(Stored data entries)
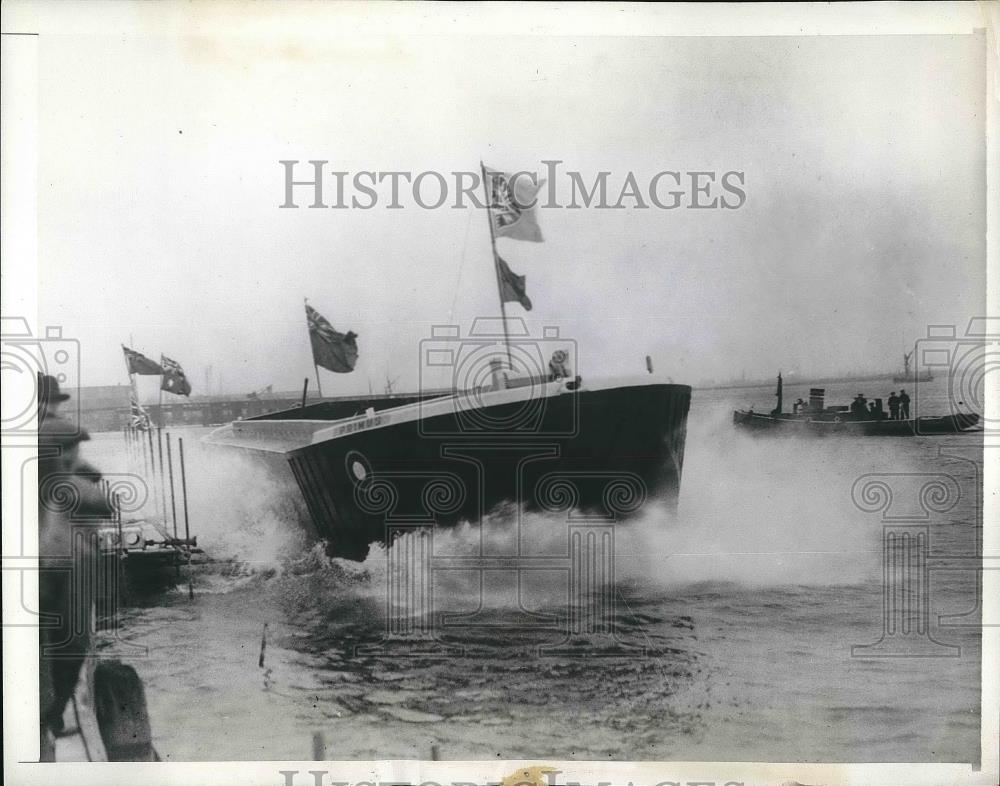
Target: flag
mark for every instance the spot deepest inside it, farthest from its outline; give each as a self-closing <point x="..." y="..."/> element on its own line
<point x="174" y="380"/>
<point x="512" y="208"/>
<point x="140" y="364"/>
<point x="512" y="286"/>
<point x="331" y="350"/>
<point x="139" y="418"/>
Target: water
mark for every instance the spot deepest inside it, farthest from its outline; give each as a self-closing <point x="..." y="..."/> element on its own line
<point x="734" y="624"/>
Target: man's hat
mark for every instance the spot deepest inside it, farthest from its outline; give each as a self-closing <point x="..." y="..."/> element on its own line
<point x="48" y="389"/>
<point x="61" y="432"/>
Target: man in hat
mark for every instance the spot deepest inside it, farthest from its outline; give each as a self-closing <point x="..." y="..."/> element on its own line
<point x="49" y="397"/>
<point x="68" y="501"/>
<point x="893" y="406"/>
<point x="904" y="405"/>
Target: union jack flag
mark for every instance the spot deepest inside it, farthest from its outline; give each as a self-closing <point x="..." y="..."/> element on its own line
<point x="331" y="350"/>
<point x="174" y="379"/>
<point x="512" y="205"/>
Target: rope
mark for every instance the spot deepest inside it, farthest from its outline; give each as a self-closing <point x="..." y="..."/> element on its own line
<point x="461" y="264"/>
<point x="79" y="729"/>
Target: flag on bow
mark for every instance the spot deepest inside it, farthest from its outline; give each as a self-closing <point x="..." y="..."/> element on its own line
<point x="174" y="379"/>
<point x="140" y="364"/>
<point x="512" y="205"/>
<point x="332" y="350"/>
<point x="139" y="418"/>
<point x="512" y="286"/>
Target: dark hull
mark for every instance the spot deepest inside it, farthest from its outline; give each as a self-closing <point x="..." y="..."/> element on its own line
<point x="806" y="426"/>
<point x="604" y="451"/>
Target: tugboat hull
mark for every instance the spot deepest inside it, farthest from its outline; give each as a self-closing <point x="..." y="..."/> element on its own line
<point x="843" y="426"/>
<point x="455" y="458"/>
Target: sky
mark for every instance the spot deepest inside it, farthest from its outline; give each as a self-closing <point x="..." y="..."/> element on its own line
<point x="863" y="161"/>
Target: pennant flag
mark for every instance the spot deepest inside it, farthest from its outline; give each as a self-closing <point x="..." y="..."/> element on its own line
<point x="512" y="286"/>
<point x="512" y="208"/>
<point x="174" y="379"/>
<point x="139" y="418"/>
<point x="140" y="364"/>
<point x="331" y="350"/>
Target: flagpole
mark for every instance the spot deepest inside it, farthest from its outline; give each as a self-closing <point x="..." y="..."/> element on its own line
<point x="160" y="405"/>
<point x="131" y="381"/>
<point x="319" y="384"/>
<point x="496" y="266"/>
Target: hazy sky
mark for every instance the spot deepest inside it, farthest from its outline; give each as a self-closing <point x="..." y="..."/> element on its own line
<point x="159" y="186"/>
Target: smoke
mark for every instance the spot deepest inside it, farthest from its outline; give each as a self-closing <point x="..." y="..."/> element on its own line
<point x="753" y="511"/>
<point x="242" y="510"/>
<point x="760" y="511"/>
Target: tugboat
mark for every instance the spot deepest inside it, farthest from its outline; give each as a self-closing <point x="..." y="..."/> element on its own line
<point x="858" y="419"/>
<point x="514" y="426"/>
<point x="551" y="443"/>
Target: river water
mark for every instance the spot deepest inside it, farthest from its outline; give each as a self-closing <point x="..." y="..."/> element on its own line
<point x="734" y="621"/>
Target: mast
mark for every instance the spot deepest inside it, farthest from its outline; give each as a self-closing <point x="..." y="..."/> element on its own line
<point x="319" y="384"/>
<point x="131" y="380"/>
<point x="496" y="265"/>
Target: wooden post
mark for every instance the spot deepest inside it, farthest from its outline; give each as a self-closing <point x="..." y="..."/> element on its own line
<point x="319" y="746"/>
<point x="173" y="498"/>
<point x="163" y="490"/>
<point x="187" y="526"/>
<point x="152" y="467"/>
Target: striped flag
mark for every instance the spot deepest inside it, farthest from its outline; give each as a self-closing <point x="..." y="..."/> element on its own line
<point x="331" y="350"/>
<point x="512" y="286"/>
<point x="512" y="206"/>
<point x="174" y="379"/>
<point x="140" y="364"/>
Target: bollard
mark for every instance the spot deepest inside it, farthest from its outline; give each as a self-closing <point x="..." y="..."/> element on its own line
<point x="319" y="746"/>
<point x="187" y="527"/>
<point x="173" y="499"/>
<point x="163" y="490"/>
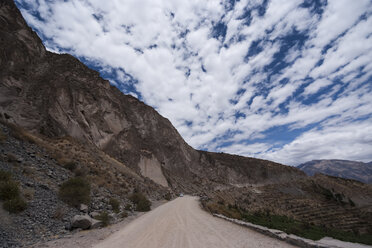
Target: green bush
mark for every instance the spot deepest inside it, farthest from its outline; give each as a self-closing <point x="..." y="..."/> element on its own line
<point x="141" y="202"/>
<point x="8" y="190"/>
<point x="128" y="207"/>
<point x="115" y="205"/>
<point x="104" y="217"/>
<point x="75" y="191"/>
<point x="168" y="196"/>
<point x="124" y="214"/>
<point x="5" y="176"/>
<point x="70" y="165"/>
<point x="15" y="205"/>
<point x="10" y="194"/>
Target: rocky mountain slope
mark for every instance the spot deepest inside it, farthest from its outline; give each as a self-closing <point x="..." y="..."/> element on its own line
<point x="56" y="95"/>
<point x="56" y="112"/>
<point x="339" y="168"/>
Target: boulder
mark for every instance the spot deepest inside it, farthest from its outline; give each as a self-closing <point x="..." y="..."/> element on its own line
<point x="81" y="221"/>
<point x="94" y="214"/>
<point x="96" y="224"/>
<point x="83" y="208"/>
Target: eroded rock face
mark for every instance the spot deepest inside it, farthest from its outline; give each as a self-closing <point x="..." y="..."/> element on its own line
<point x="57" y="95"/>
<point x="81" y="221"/>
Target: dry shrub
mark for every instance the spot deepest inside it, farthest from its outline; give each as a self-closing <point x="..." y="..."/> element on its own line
<point x="141" y="202"/>
<point x="15" y="205"/>
<point x="29" y="193"/>
<point x="115" y="205"/>
<point x="2" y="136"/>
<point x="75" y="191"/>
<point x="59" y="213"/>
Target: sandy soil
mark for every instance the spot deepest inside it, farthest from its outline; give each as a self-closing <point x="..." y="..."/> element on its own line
<point x="182" y="223"/>
<point x="88" y="238"/>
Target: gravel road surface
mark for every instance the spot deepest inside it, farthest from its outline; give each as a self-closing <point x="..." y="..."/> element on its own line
<point x="181" y="223"/>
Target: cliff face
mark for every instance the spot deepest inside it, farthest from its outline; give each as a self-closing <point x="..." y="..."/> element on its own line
<point x="340" y="168"/>
<point x="56" y="95"/>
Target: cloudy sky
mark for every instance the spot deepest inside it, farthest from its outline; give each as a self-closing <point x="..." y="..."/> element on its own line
<point x="284" y="80"/>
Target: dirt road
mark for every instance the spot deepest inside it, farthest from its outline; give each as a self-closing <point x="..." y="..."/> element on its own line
<point x="181" y="223"/>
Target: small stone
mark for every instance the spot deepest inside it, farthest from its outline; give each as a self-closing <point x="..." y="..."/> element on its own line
<point x="81" y="221"/>
<point x="83" y="208"/>
<point x="94" y="214"/>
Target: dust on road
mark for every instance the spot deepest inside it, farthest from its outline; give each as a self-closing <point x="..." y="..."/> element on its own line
<point x="181" y="223"/>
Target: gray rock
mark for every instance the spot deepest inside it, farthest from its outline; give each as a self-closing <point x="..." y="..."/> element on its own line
<point x="81" y="221"/>
<point x="94" y="214"/>
<point x="83" y="208"/>
<point x="96" y="224"/>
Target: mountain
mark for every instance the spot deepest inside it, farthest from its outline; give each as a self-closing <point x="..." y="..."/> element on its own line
<point x="56" y="95"/>
<point x="339" y="168"/>
<point x="60" y="120"/>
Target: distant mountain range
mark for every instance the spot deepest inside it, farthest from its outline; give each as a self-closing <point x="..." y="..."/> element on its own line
<point x="340" y="168"/>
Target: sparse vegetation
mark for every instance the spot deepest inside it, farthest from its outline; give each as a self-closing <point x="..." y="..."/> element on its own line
<point x="75" y="191"/>
<point x="287" y="224"/>
<point x="15" y="205"/>
<point x="9" y="190"/>
<point x="141" y="202"/>
<point x="5" y="176"/>
<point x="115" y="205"/>
<point x="2" y="136"/>
<point x="124" y="214"/>
<point x="68" y="164"/>
<point x="128" y="207"/>
<point x="104" y="217"/>
<point x="59" y="213"/>
<point x="168" y="196"/>
<point x="10" y="194"/>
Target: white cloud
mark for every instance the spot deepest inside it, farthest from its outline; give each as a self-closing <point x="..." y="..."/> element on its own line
<point x="191" y="77"/>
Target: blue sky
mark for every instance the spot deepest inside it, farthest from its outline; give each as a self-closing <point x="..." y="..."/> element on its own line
<point x="284" y="80"/>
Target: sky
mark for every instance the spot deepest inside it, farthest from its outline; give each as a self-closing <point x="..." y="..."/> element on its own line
<point x="284" y="80"/>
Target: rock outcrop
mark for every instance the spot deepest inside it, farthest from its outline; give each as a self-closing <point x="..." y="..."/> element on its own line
<point x="56" y="95"/>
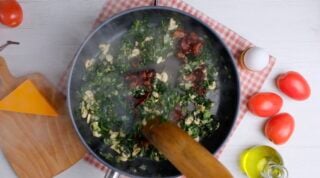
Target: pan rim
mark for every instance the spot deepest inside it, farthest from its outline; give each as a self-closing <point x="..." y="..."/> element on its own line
<point x="137" y="9"/>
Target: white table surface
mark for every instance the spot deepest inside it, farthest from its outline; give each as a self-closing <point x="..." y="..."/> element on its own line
<point x="289" y="29"/>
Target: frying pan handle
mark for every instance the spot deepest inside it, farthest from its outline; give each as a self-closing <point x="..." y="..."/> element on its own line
<point x="111" y="174"/>
<point x="5" y="75"/>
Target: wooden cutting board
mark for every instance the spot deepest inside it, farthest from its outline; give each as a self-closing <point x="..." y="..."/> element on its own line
<point x="37" y="146"/>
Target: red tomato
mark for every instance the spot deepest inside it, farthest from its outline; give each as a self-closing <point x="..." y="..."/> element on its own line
<point x="10" y="13"/>
<point x="279" y="128"/>
<point x="294" y="85"/>
<point x="265" y="104"/>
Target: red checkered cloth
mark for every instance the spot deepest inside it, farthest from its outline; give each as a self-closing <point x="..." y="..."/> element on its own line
<point x="250" y="82"/>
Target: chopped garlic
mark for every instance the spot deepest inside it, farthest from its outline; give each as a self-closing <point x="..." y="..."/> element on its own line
<point x="212" y="86"/>
<point x="197" y="139"/>
<point x="124" y="157"/>
<point x="89" y="94"/>
<point x="172" y="24"/>
<point x="109" y="58"/>
<point x="201" y="108"/>
<point x="104" y="48"/>
<point x="160" y="60"/>
<point x="135" y="53"/>
<point x="188" y="120"/>
<point x="155" y="94"/>
<point x="197" y="121"/>
<point x="148" y="38"/>
<point x="95" y="129"/>
<point x="89" y="63"/>
<point x="113" y="135"/>
<point x="136" y="150"/>
<point x="188" y="85"/>
<point x="96" y="134"/>
<point x="144" y="122"/>
<point x="162" y="77"/>
<point x="192" y="97"/>
<point x="88" y="118"/>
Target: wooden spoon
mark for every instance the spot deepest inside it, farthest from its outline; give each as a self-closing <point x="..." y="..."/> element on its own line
<point x="187" y="155"/>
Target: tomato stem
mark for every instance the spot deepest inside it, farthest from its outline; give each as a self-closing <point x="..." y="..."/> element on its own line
<point x="8" y="43"/>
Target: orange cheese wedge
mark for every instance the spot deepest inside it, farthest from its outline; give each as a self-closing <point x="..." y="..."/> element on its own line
<point x="27" y="99"/>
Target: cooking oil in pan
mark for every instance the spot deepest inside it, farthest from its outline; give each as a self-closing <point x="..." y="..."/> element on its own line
<point x="262" y="162"/>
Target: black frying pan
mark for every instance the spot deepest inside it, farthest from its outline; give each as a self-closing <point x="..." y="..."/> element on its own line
<point x="226" y="96"/>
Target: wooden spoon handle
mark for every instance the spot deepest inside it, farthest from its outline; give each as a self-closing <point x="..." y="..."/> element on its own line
<point x="187" y="155"/>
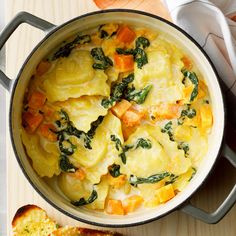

TASK TO COMPLETE:
Would you write out exactly the lines above, starting at the line containing "Target: blue sky" and stopping after the line containing "Target: red tomato"? Omit the pictures.

THE ANSWER:
Target: blue sky
mark for every instance the spot deepest inside it, farthest from its outline; give each as a self-closing <point x="..." y="..."/> element on its own line
<point x="284" y="80"/>
Target: sky
mark for every instance the spot deepest inside it, farthest from its outline; give each as a self-closing <point x="..." y="..."/> element on its own line
<point x="284" y="80"/>
Target: rock outcrop
mark for every instance the spot deepest inside it, farthest from its outline; give each as a self-closing <point x="..." y="..."/> element on its own line
<point x="56" y="95"/>
Target: pan rim
mark for every instance the spot deepest inside it, farthest from its outline; give each as a self-closing <point x="..." y="..."/> element on its own line
<point x="137" y="9"/>
Target: white table surface
mark for every instance the spot deepest inside it, farthest from its outline; give each as a self-closing <point x="..." y="..."/> element on its own line
<point x="289" y="29"/>
Target: frying pan handle
mark for every instance the spot deepest inside it, farthest from its outline; give each as a self-closing <point x="..." y="..."/> element on its own line
<point x="111" y="174"/>
<point x="5" y="75"/>
Target: wooden cutting board
mark for every instance the spot deepest inside it, farthest from its outline; give each as a self-closing <point x="..." y="..."/> element on its own line
<point x="37" y="146"/>
Target: red tomato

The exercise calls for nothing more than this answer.